AVAILABLE RECORDS →
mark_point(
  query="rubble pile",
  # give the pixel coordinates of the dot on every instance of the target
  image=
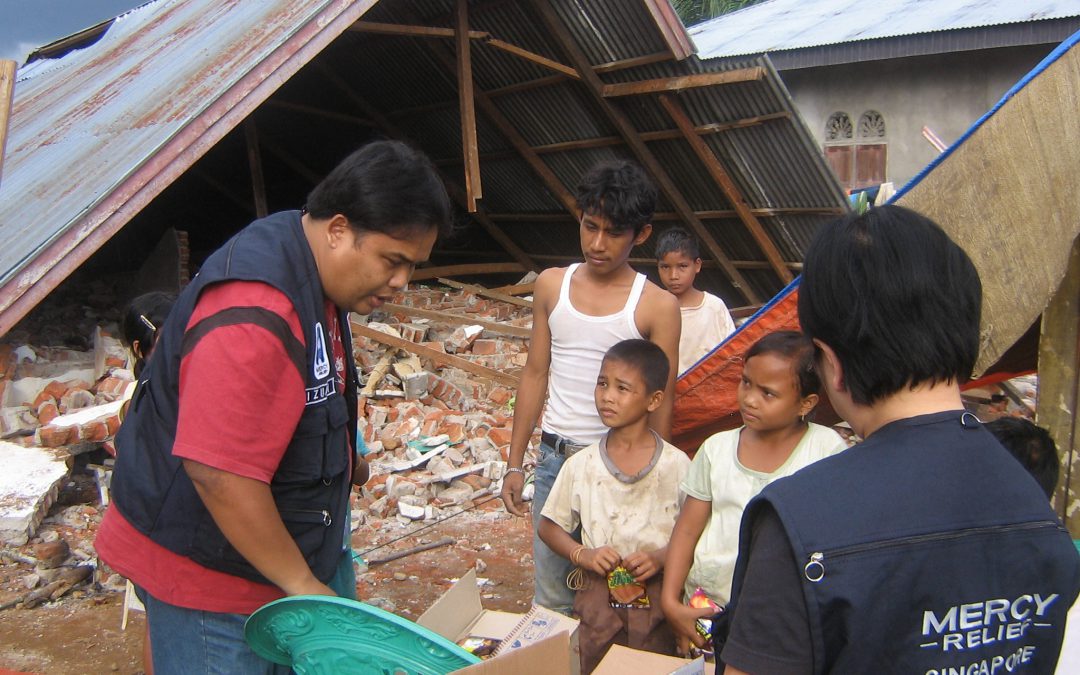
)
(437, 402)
...
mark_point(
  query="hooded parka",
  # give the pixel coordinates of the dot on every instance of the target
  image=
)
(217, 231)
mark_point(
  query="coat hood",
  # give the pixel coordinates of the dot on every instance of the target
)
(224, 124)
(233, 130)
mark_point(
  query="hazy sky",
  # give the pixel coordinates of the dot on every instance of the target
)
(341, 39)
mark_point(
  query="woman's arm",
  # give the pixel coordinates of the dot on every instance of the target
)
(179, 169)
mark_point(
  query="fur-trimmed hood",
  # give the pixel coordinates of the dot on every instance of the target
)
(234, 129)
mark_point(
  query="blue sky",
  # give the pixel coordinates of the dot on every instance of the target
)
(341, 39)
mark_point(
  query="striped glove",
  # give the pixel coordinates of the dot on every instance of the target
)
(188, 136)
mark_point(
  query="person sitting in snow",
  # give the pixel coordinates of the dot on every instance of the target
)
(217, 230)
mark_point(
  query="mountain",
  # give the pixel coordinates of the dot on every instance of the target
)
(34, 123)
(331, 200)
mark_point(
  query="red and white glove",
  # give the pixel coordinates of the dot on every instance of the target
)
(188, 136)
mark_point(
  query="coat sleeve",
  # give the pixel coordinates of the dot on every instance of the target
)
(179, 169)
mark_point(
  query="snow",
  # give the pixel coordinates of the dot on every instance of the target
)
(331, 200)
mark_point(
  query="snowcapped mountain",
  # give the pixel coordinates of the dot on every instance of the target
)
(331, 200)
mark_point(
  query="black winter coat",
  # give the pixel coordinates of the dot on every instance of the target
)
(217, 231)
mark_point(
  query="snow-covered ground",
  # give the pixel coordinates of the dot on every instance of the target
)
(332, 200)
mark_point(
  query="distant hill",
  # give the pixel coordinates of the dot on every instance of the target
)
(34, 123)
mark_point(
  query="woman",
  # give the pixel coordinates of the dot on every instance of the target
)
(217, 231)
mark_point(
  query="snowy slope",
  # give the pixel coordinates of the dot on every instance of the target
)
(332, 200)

PROBLEM DETAILS →
Show each line of the records above containing "coat".

REPLY TO THE EXERCISE →
  query="coat hood",
  query="coat sleeve",
  query="black winter coat",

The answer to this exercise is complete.